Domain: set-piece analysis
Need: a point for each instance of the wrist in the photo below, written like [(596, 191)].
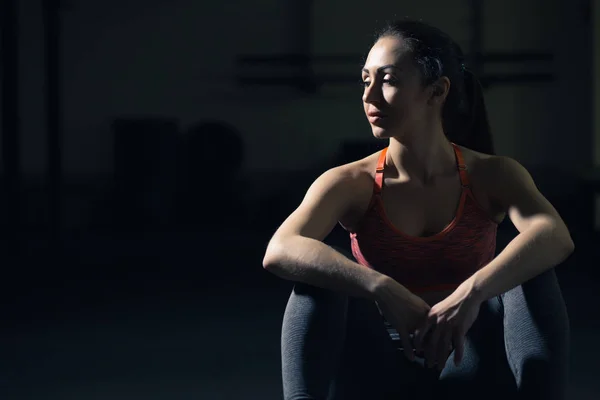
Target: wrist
[(379, 286), (473, 290)]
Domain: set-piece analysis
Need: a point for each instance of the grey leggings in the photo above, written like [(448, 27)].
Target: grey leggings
[(337, 347)]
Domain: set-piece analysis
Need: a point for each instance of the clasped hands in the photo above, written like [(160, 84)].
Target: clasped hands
[(445, 328)]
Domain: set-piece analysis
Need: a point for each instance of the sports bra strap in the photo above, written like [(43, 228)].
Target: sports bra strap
[(462, 167), (379, 172)]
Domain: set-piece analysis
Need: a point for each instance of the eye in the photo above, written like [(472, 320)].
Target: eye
[(390, 80)]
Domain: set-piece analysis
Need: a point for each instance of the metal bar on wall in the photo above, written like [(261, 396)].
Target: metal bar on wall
[(51, 14), (476, 37), (595, 23), (9, 51)]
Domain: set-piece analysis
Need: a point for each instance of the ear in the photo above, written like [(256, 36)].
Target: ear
[(439, 90)]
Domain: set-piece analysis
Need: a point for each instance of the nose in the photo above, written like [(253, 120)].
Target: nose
[(372, 93)]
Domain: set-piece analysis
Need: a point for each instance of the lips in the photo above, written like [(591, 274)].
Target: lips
[(375, 117)]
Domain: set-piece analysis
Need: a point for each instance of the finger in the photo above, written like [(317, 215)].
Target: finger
[(443, 349), (431, 346), (406, 344), (458, 341), (421, 333)]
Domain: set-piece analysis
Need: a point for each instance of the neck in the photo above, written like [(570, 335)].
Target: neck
[(423, 157)]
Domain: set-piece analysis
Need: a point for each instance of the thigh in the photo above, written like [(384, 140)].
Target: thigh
[(484, 368), (372, 367), (536, 328)]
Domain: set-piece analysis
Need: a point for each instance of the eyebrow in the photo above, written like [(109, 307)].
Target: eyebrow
[(382, 68)]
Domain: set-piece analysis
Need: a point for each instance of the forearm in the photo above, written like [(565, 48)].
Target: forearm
[(310, 261), (529, 254)]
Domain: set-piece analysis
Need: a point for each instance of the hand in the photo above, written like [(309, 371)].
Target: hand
[(403, 310), (445, 327)]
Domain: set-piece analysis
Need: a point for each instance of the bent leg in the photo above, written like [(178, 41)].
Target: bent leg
[(536, 331), (312, 338)]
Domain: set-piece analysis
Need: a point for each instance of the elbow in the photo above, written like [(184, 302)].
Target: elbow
[(564, 245), (272, 256), (568, 246)]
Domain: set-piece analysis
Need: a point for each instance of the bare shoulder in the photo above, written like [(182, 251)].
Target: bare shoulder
[(362, 174), (357, 175), (494, 171)]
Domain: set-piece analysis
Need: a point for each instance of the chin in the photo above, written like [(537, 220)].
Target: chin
[(380, 133)]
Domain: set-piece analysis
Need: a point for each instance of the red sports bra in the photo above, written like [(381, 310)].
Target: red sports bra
[(433, 263)]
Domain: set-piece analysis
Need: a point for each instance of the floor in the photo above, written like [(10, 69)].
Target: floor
[(187, 316)]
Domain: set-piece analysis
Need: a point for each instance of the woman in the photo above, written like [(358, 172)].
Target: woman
[(422, 216)]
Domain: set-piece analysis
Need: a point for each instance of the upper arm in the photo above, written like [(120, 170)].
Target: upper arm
[(515, 192), (327, 200)]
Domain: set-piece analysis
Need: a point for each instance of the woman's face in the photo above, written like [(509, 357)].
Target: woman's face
[(394, 99)]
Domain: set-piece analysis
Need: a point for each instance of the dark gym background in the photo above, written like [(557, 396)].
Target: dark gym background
[(150, 149)]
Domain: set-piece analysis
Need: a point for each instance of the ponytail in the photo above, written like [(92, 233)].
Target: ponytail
[(477, 134)]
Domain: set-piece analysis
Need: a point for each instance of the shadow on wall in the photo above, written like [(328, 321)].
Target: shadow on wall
[(165, 177)]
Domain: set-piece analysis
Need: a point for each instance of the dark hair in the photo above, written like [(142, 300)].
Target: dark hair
[(435, 54)]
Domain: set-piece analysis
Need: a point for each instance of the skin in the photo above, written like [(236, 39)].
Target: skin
[(421, 162), (420, 196)]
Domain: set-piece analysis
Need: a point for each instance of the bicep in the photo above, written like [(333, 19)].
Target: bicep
[(325, 203), (518, 196)]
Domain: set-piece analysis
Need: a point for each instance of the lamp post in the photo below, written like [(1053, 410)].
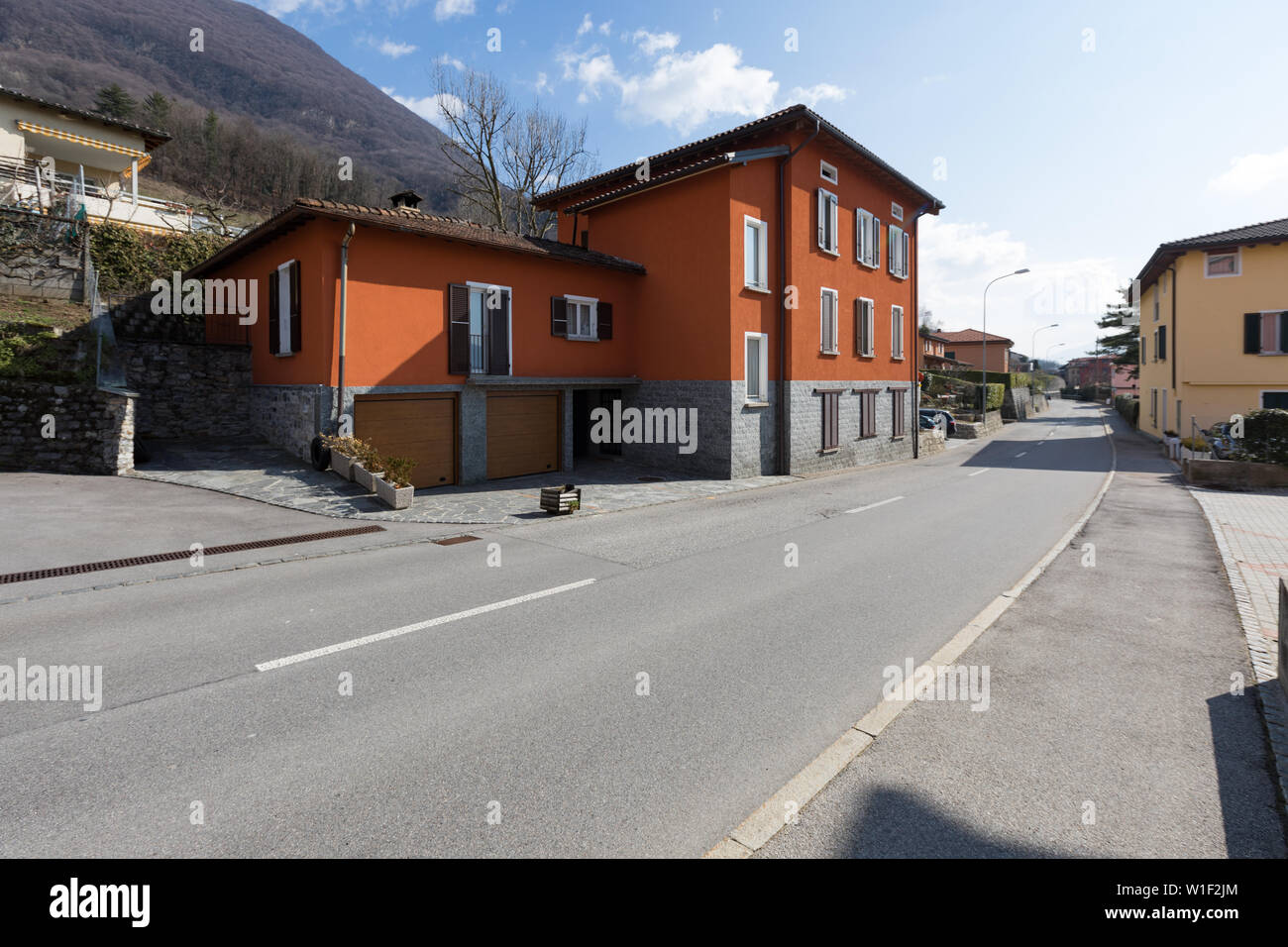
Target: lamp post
[(983, 355)]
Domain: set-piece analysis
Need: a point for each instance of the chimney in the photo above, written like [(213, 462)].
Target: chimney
[(406, 198)]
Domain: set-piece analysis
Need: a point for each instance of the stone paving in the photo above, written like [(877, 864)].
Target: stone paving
[(1250, 531), (259, 472)]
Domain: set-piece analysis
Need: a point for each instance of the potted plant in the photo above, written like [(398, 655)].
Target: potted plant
[(393, 487)]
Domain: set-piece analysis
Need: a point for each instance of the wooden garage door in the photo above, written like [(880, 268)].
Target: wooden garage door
[(419, 427), (522, 433)]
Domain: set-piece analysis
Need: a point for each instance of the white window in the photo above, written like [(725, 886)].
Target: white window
[(583, 317), (755, 254), (756, 367), (1223, 263), (898, 252), (867, 239), (827, 239), (827, 303), (866, 329)]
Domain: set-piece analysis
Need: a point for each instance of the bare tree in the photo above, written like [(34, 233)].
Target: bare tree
[(503, 158)]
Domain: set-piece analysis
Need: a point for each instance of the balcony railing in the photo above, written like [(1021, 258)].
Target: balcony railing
[(26, 184)]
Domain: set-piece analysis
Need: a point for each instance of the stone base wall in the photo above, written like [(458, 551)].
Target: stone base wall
[(288, 416), (91, 431), (805, 431), (188, 390)]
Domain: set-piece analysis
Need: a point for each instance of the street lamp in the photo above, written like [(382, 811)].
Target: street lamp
[(983, 368), (1034, 347)]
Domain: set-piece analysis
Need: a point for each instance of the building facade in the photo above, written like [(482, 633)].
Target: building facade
[(1214, 328)]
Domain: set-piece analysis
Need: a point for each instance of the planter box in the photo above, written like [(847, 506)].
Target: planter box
[(364, 476), (340, 464), (558, 500), (393, 497)]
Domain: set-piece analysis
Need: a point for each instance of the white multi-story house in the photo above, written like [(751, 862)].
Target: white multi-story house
[(59, 159)]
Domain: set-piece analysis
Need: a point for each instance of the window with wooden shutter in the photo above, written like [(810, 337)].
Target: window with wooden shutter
[(868, 412), (897, 412), (274, 318), (459, 329), (294, 309), (831, 419), (559, 317)]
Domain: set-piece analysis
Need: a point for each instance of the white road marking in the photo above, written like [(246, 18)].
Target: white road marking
[(872, 505), (419, 626)]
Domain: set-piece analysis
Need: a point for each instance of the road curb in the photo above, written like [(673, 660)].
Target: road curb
[(763, 825)]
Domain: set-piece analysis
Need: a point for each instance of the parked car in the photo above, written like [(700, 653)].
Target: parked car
[(934, 414)]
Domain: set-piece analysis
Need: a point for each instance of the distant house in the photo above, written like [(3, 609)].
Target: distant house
[(1214, 328), (67, 161), (485, 355), (967, 347)]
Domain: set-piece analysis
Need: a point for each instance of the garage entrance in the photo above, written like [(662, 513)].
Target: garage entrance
[(421, 427), (522, 433)]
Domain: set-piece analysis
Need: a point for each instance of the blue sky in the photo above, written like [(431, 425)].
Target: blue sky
[(1068, 138)]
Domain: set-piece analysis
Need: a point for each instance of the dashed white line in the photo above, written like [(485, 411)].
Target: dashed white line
[(419, 626), (874, 505)]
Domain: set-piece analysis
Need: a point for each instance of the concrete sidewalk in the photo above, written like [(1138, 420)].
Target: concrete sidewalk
[(1113, 725)]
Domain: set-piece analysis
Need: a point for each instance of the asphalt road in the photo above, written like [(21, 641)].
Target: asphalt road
[(529, 711)]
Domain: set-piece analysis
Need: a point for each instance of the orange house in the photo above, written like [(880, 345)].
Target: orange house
[(760, 282)]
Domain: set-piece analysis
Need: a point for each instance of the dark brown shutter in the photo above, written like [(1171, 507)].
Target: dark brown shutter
[(498, 337), (458, 329), (274, 320), (1252, 333), (559, 317), (296, 334)]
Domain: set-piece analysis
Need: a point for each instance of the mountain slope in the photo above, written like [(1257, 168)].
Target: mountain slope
[(253, 65)]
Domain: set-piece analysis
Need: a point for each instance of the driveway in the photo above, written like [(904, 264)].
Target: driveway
[(261, 472)]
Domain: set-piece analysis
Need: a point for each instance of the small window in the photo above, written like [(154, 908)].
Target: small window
[(1223, 263), (827, 304), (756, 367), (864, 328), (868, 414), (898, 252), (827, 239), (831, 420), (755, 254), (583, 322)]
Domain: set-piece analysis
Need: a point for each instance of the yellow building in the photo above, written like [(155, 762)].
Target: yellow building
[(1214, 328)]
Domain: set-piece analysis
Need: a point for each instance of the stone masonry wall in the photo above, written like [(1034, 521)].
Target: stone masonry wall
[(188, 390), (93, 432)]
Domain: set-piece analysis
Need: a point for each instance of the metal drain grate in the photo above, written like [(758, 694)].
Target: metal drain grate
[(181, 554), (454, 540)]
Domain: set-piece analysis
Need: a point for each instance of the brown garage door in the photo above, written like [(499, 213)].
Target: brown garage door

- Task to complete: Return every line in the records above that contains the word "forearm".

- The response:
Need: a point for each instance of the forearm in the photo above, written like [(565, 48)].
Target: forearm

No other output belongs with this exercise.